SUPPLIED INFORMATION START

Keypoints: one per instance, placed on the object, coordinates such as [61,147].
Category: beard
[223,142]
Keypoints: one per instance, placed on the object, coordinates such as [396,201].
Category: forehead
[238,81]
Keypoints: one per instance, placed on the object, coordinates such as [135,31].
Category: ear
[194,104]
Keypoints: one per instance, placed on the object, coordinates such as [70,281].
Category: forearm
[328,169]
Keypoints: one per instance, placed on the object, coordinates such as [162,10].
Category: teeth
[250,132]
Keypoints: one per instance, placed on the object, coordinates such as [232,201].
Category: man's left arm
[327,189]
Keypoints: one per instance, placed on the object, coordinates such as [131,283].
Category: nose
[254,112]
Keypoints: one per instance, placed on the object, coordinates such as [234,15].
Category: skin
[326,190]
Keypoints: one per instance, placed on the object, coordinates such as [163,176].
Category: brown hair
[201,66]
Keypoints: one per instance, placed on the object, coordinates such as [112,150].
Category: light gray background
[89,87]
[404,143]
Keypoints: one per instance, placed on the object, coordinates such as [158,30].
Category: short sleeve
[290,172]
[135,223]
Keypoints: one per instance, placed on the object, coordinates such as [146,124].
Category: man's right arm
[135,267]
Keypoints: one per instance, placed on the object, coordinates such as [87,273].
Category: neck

SUPPLIED INFORMATION END
SUPPLIED INFORMATION START

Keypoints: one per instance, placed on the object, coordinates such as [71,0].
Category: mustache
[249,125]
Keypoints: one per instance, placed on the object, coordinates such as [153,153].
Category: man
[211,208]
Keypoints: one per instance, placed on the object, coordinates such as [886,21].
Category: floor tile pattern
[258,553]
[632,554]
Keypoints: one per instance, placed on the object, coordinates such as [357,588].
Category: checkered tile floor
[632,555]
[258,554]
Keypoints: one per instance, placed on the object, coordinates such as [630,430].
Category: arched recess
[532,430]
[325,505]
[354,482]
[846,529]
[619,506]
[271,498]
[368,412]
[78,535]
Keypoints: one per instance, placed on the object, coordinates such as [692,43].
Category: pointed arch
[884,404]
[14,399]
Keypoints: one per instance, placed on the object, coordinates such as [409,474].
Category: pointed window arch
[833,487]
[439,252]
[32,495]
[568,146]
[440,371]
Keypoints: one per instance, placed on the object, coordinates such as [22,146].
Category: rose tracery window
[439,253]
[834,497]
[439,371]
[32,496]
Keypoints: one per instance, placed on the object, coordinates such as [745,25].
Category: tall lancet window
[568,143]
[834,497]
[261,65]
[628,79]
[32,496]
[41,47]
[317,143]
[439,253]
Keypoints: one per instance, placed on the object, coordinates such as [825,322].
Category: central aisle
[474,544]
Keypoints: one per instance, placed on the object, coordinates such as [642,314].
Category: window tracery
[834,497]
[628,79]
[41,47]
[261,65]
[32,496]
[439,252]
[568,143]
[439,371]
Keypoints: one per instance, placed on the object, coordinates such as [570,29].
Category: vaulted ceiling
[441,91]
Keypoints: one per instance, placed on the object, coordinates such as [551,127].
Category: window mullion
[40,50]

SUPPLIED INFORMATION END
SUPPLIED INFORMATION START

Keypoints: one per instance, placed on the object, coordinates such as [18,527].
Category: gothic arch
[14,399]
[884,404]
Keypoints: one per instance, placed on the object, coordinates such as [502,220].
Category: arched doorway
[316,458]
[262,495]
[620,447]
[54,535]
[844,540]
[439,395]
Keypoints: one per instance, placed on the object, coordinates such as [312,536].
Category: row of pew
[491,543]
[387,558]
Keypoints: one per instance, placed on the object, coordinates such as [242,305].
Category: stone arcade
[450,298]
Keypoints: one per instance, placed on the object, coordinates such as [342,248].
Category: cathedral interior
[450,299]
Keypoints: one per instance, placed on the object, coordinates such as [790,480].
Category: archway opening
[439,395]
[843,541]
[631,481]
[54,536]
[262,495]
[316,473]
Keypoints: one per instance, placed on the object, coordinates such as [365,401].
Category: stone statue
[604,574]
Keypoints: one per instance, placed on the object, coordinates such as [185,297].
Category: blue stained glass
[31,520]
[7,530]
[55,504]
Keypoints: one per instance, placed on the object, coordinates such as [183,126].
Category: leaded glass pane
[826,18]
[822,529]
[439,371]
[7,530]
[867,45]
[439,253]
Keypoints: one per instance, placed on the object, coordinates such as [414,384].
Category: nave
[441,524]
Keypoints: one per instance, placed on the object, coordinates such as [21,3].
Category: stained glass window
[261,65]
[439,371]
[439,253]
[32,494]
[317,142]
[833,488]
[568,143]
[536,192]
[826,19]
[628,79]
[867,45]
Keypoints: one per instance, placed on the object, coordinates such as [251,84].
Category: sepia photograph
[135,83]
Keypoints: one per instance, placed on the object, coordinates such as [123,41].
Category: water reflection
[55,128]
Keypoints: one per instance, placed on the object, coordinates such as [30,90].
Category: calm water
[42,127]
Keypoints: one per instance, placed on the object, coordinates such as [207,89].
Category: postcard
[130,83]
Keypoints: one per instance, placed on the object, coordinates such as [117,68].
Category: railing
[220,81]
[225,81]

SUPPLIED INFORMATION END

(INSTRUCTIONS FOR THE TASK)
Starting with the line above that holds "such as [70,281]." and stopping with the line that holds "Category: neck", reproduce each line exactly, omitting all other lines.

(OUTPUT OF THE TASK)
Keypoints: one per instance, placed on the object, coordinates such as [70,281].
Category: forearm
[328,169]
Keypoints: one per instance, placed on the object, coordinates such as [162,10].
Category: teeth
[250,132]
Keypoints: one per instance, placed on the object, coordinates such as [232,201].
Category: man's left arm
[327,189]
Keypoints: one per instance, placed on the object, coordinates such as [131,283].
Category: nose
[254,112]
Keypoints: one per instance, placed on the object, coordinates such as [234,15].
Category: skin
[326,190]
Keypoints: one per instance, placed on the object, coordinates such as [163,176].
Category: brown hair
[201,66]
Keypoints: one per instance, placed on the object, coordinates such as [112,150].
Category: light gray background
[89,87]
[404,143]
Keypoints: one per instance, placed on the object, coordinates such as [158,30].
Category: short sleeve
[290,172]
[135,223]
Keypoints: one per instance, placed on the object, coordinates such as [146,124].
Category: man's right arm
[135,267]
Keypoints: one per instance, placed on the object, coordinates such as [87,273].
Category: neck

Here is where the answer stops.